* _DO THIS_
Can you repeat the lines below word for word, leaving out the pictures?

* _RECORDS FOR THE EXERCISE_
>> BEGIN

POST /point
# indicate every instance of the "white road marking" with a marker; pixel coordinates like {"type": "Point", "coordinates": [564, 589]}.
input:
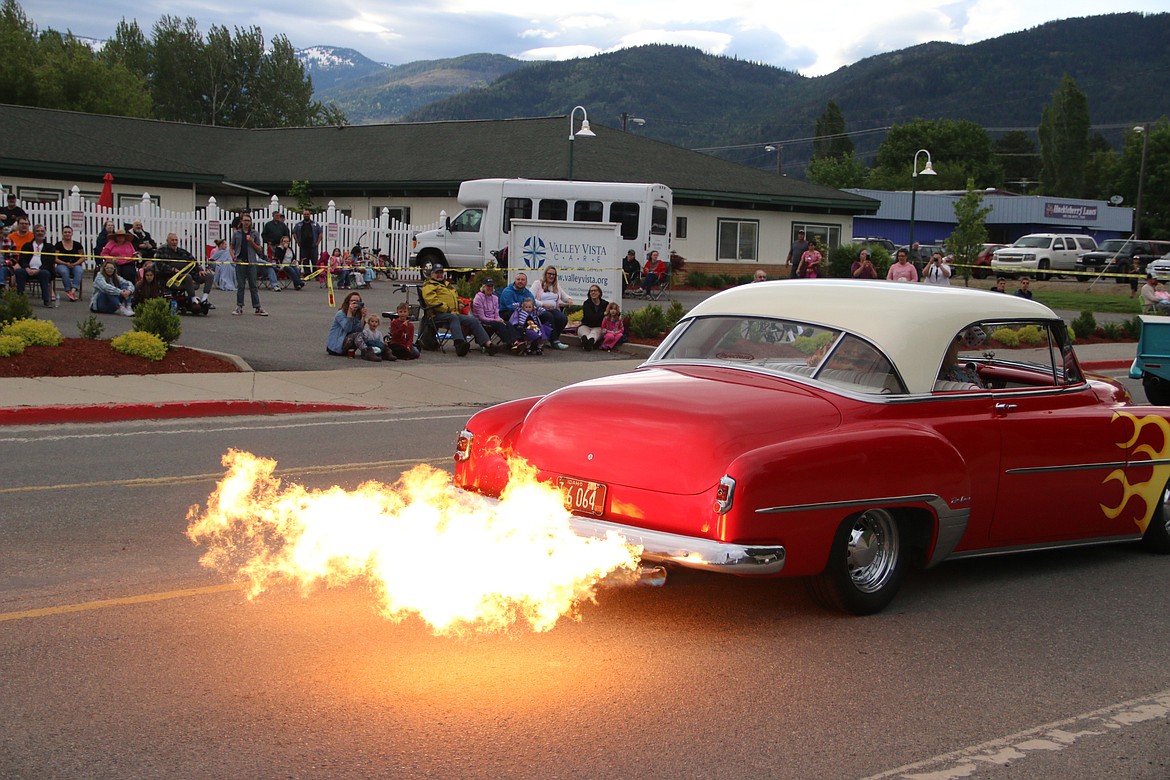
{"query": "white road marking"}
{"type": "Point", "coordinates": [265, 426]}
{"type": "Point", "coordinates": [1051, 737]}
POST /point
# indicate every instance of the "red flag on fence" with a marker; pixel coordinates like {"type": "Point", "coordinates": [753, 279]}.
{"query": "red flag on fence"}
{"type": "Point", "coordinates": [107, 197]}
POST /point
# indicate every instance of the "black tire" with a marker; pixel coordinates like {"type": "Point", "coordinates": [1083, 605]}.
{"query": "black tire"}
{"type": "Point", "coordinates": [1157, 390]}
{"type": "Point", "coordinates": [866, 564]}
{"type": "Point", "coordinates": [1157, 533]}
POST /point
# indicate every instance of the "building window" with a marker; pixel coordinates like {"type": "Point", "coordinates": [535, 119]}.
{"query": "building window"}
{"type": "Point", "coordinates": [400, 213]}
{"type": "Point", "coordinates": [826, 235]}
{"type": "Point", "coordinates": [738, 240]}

>> END

* _CORRECT RESPONSE_
POST /point
# indicate every instance of the "white road marking" with a marker; pixel coordinates like {"type": "Point", "coordinates": [564, 589]}.
input:
{"query": "white road marking"}
{"type": "Point", "coordinates": [265, 426]}
{"type": "Point", "coordinates": [1051, 737]}
POST /point
# indicate every instance of the "red flag on fence" with a marker; pixel coordinates like {"type": "Point", "coordinates": [753, 279]}.
{"query": "red flag on fence"}
{"type": "Point", "coordinates": [107, 197]}
POST /point
# indicate every instance of the "black tire" with a marker; pixel coordinates like {"type": "Point", "coordinates": [1083, 605]}.
{"query": "black tire"}
{"type": "Point", "coordinates": [1157, 390]}
{"type": "Point", "coordinates": [866, 564]}
{"type": "Point", "coordinates": [1157, 533]}
POST /point
# indicate every instance of the "building window" with a marker; pixel coordinates like {"type": "Point", "coordinates": [535, 119]}.
{"query": "building window"}
{"type": "Point", "coordinates": [400, 213]}
{"type": "Point", "coordinates": [826, 235]}
{"type": "Point", "coordinates": [738, 240]}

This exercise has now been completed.